>> start Source material

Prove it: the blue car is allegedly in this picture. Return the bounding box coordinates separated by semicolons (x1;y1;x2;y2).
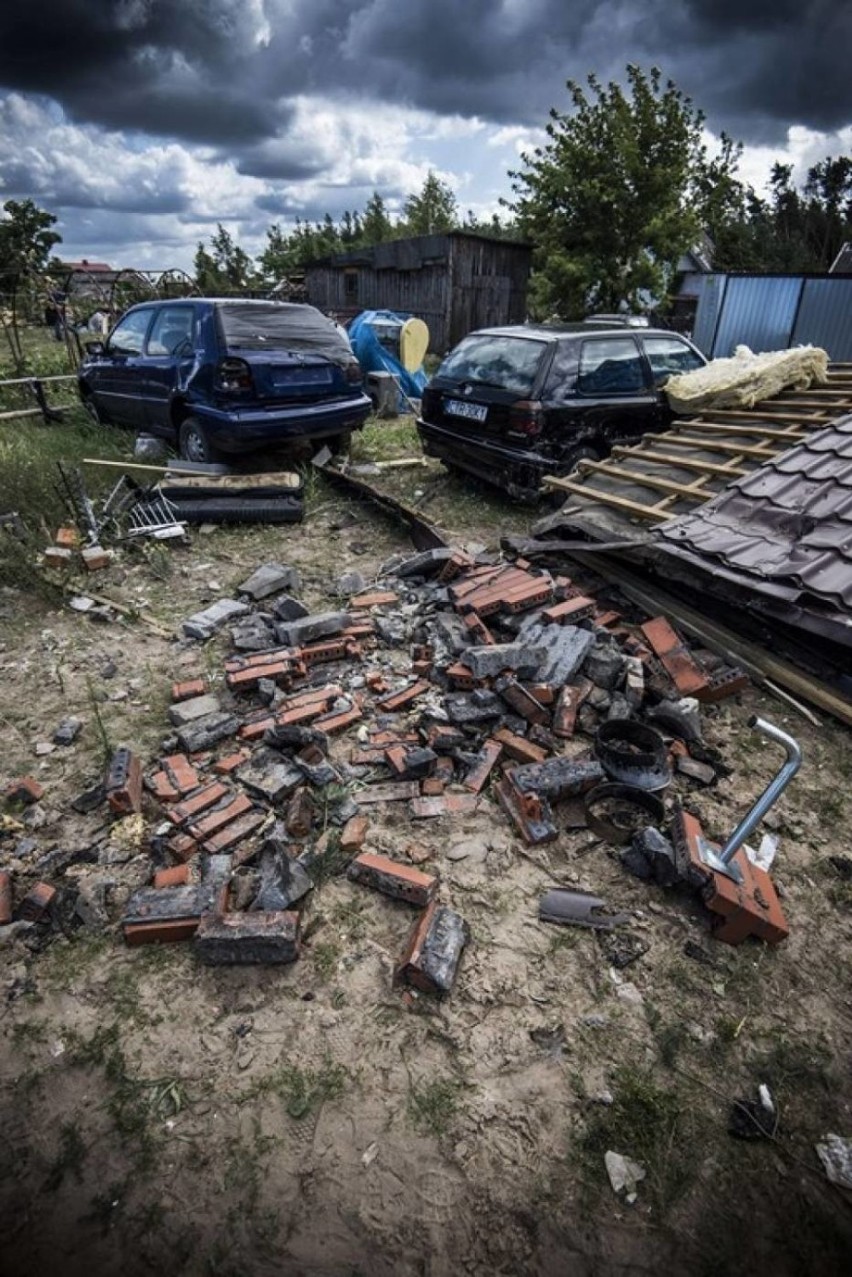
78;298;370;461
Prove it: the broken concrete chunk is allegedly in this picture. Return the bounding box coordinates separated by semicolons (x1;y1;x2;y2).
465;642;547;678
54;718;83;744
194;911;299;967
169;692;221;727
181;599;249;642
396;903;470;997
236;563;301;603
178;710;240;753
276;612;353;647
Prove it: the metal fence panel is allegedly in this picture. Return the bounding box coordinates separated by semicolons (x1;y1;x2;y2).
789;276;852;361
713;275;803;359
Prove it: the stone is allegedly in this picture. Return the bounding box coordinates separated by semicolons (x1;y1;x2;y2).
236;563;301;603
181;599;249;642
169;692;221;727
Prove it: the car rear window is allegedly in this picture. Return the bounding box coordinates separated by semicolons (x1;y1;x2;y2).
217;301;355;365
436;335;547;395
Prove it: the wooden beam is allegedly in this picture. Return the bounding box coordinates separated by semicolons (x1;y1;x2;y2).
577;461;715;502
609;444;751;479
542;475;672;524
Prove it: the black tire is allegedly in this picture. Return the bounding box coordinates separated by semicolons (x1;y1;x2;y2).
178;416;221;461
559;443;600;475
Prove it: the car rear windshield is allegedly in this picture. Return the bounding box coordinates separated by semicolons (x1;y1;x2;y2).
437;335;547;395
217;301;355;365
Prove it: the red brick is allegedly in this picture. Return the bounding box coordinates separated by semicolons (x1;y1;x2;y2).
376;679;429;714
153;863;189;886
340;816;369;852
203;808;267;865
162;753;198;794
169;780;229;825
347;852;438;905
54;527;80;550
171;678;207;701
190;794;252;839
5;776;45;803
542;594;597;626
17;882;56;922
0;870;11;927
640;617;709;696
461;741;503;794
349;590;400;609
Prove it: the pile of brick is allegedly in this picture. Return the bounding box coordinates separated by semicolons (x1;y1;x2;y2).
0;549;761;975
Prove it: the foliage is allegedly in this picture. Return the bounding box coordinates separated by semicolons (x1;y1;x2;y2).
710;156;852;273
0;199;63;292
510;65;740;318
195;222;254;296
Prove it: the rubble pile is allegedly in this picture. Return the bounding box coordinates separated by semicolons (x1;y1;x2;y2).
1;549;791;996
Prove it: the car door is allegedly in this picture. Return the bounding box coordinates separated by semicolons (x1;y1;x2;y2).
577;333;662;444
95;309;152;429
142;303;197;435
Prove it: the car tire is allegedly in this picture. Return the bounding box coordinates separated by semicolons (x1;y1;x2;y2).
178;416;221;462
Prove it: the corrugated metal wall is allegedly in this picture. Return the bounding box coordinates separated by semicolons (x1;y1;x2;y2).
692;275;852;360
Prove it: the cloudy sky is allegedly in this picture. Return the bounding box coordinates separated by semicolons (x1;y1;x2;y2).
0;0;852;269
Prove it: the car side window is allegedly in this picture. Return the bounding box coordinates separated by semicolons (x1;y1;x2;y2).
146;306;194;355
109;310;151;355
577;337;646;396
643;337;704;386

>> end Source material

The exercise >> Copy all of the material above word for word, omitting the picture.

Result of this task >>
Prove it: the blue car is allegedly in this picture. Return the bounding box coordinates separated by semicolons (x1;y1;x2;y2).
78;298;370;461
Prove it: the broken concrete chunk is allegedly in this picture. Return the bounding box coordinates separated by semicolons (x1;y1;x2;y2).
465;642;547;678
54;718;83;744
194;911;299;967
169;692;221;727
181;599;249;642
396;903;470;997
236;563;301;603
178;710;240;753
276;612;353;647
Prove it: the metal fence panel is allegedly in this picture. Return the bounding box coordinates separated by semicolons (x1;y1;x2;y2).
789;276;852;361
713;275;803;359
Prove it: the stone is allegedly in this picture. Return the bounding box coordinates separated by semicolons (x1;y1;x2;y2).
236;563;301;603
181;599;249;642
169;692;221;727
Prove it: the car rear window is allegedly in this picture. Return the bounding box coordinates separated by semicolons (x1;y1;x2;y2).
217;301;355;365
436;335;547;395
Prove it: the wooden beam is allegedly in this picture. Return the bounding box coordinates separated by semicolons (x1;y1;x2;y2).
577;461;715;502
609;444;751;479
542;475;672;524
Prove it: the black tire is allegedly in this picture. Return the bounding box coordinates separated by semicolons (x1;y1;x2;y2).
178;416;221;461
559;443;600;475
Prove it: the car rear windshield is allegedly in this picture. Return the bounding box coordinates separated by semicolons (x1;y1;x2;y2).
437;335;547;395
217;301;355;365
Prove it: the red brick is allegedly in this picture. Return the bounding box coordinates separated by semicolons (x1;y1;x2;y2).
376;679;429;714
153;863;189;886
340;816;369;852
203;808;267;865
162;753;198;794
169;780;229;825
347;852;438;905
54;527;80;550
171;678;207;701
190;794;252;839
5;776;45;803
542;594;597;626
17;882;56;922
0;870;11;927
640;617;709;696
461;741;503;794
349;590;400;609
Prove it: the pile of brick is allegedly in this picture. Return the bounding box coordinates separated by semicolons (x1;y1;x2;y2).
0;549;761;975
Prove it: the foliage is allegedly in this picture. Return the bounding box coordinates separated by semicolons (x1;y1;x2;y2).
710;156;852;273
0;199;63;292
510;65;740;318
195;222;254;296
Prove it: the rubble pile is allegedly in this picture. Return the bounding box coordinates separated by semicolons (x1;y1;x2;y2).
1;549;791;996
Prove it: the car door is allegedly in this picture. Return the bounding box coordinates separated by semicolons (x1;y1;x2;y2).
577;333;662;444
95;309;152;429
142;303;197;435
Prove it: the car tire is allegedly in this picture. Return the bounding box coordinates separated by semicolons (x1;y1;x2;y2).
178;416;221;462
Prove it: the corrugated metal wall is allegedly in this picture. Return the bounding box coordinates separated by semicolons (x1;y1;x2;y2).
692;275;852;360
Prove it: the cloudy sky is allegedly in this picture. Return the bounding box coordinates separated by semicolons (x1;y1;x2;y2).
0;0;852;269
Prove it: the car side window is allegedly in this picture. Return the bounding box coordinates separated by semicolons (x1;y1;x2;y2).
146;306;194;355
109;310;151;355
577;337;646;396
643;337;704;386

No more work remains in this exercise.